Text excerpt:
:::::

Bible References and Comparison
(38.1) 2:4.1 Mercy is simply justice tempered by
that wisdom which grows out of perfection of knowledge and the full
recognition of the natural weaknesses and environmental handicaps of
finite creatures. " Our God is full of compassion, gracious,
long-suffering, and plenteous in mercy. " Therefore " whosoever calls
upon the Lord shall be saved, " " for he will abundantly pardon. " " The
mercy of the Lord is from everlasting to everlasting "; yes, " his
mercy endures forever. " " I am the Lord who executes loving-kindness,
judgment, and righteousness in the earth, for in these things I delight.
" " I do not afflict willingly nor grieve the children of men, " for I
am " the Father of mercies and the God of all comfort. "
(38.2) 2:4.2
God is inherently kind, naturally
compassionate, and everlastingly merciful. And never is it necessary
that any influence be brought to bear upon the Father to call forth his
loving-kindness. The creature's need is wholly sufficient to insure the
full flow of the Father's tender mercies and his saving grace. Since God
knows all about his children, it is easy for him to forgive. The better
man understands his neighbor, the easier it will be to forgive him,
even to love him.
(38.3) 2:4.3
Only the discernment of infinite wisdom
enables a righteous God to minister justice and mercy at the same time
and in any given universe situation. The heavenly Father is never torn
by conflicting attitudes towards his universe children; God is never a
victim of attitudinal antagonisms. God's all-knowingness unfailingly
directs his free will in the choosing of that universe conduct which
perfectly, simultaneously, and equally satisfies the demands of all his
divine attributes and the infinite qualities of his eternal nature.
(38.4) 2:4.4
Mercy is the natural and inevitable
offspring of goodness and love. The good nature of a loving Father could
not possibly withhold the wise ministry of mercy to each member of
every group of his universe children. Eternal justice and divine mercy
together constitute what in human experience would be called fairness.
(38.5) 2:4.5
Divine mercy represents a fairness
technique of adjustment between the universe levels of perfection and
imperfection. Mercy is the justice of Supremacy
adapted to the situations of the evolving finite, the righteousness of
eternity modified to meet the highest interests and universe welfare of
the children of time. Mercy is not a contravention of justice but rather
an understanding interpretation of the demands of supreme justice as it
is fairly applied to the subordinate spiritual beings and to the
material creatures of the evolving universes. Mercy is the justice of
the
Paradise Trinity
wisely and lovingly visited upon the manifold intelligences of the
creations of time and space as it is formulated by divine wisdom and
determined by the all-knowing mind and the sovereign free will of the
Universal Father and all his associated Creators.

:::::

Data under study:
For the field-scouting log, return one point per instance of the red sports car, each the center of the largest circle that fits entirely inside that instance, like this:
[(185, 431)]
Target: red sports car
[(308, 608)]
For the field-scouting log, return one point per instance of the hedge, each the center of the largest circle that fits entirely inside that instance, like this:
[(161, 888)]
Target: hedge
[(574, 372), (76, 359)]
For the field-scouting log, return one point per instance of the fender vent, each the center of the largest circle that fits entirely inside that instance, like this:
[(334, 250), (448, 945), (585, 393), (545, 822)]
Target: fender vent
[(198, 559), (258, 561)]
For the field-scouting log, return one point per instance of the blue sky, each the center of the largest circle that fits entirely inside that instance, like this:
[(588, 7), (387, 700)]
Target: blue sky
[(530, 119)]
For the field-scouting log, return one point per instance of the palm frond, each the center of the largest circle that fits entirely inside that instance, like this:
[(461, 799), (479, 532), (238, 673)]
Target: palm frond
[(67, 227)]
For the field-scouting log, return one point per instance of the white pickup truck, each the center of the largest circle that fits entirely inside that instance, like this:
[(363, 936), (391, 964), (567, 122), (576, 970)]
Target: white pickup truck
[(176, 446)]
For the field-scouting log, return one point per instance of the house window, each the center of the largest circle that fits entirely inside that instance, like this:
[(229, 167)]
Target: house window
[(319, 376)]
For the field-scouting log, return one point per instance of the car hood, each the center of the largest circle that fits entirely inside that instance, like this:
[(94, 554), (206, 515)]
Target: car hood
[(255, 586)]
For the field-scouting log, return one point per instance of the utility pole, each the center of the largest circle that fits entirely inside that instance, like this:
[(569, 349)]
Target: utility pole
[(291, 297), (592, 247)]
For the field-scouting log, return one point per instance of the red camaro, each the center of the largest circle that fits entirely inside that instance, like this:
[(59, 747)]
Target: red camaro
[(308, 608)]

:::::

Activity A:
In the passage on divine mercy, what are eternal justice and divine mercy together said to constitute in human experience?
Activity B:
Quote the passage on divine mercy between "Bible References and" and "things I delight.", inclusive.
The records come from a different source than the text.

Solution A:
Fairness.

Solution B:
Bible References and Comparison
(38.1) 2:4.1 Mercy is simply justice tempered by
that wisdom which grows out of perfection of knowledge and the full
recognition of the natural weaknesses and environmental handicaps of
finite creatures. " Our God is full of compassion, gracious,
long-suffering, and plenteous in mercy. " Therefore " whosoever calls
upon the Lord shall be saved, " " for he will abundantly pardon. " " The
mercy of the Lord is from everlasting to everlasting "; yes, " his
mercy endures forever. " " I am the Lord who executes loving-kindness,
judgment, and righteousness in the earth, for in these things I delight.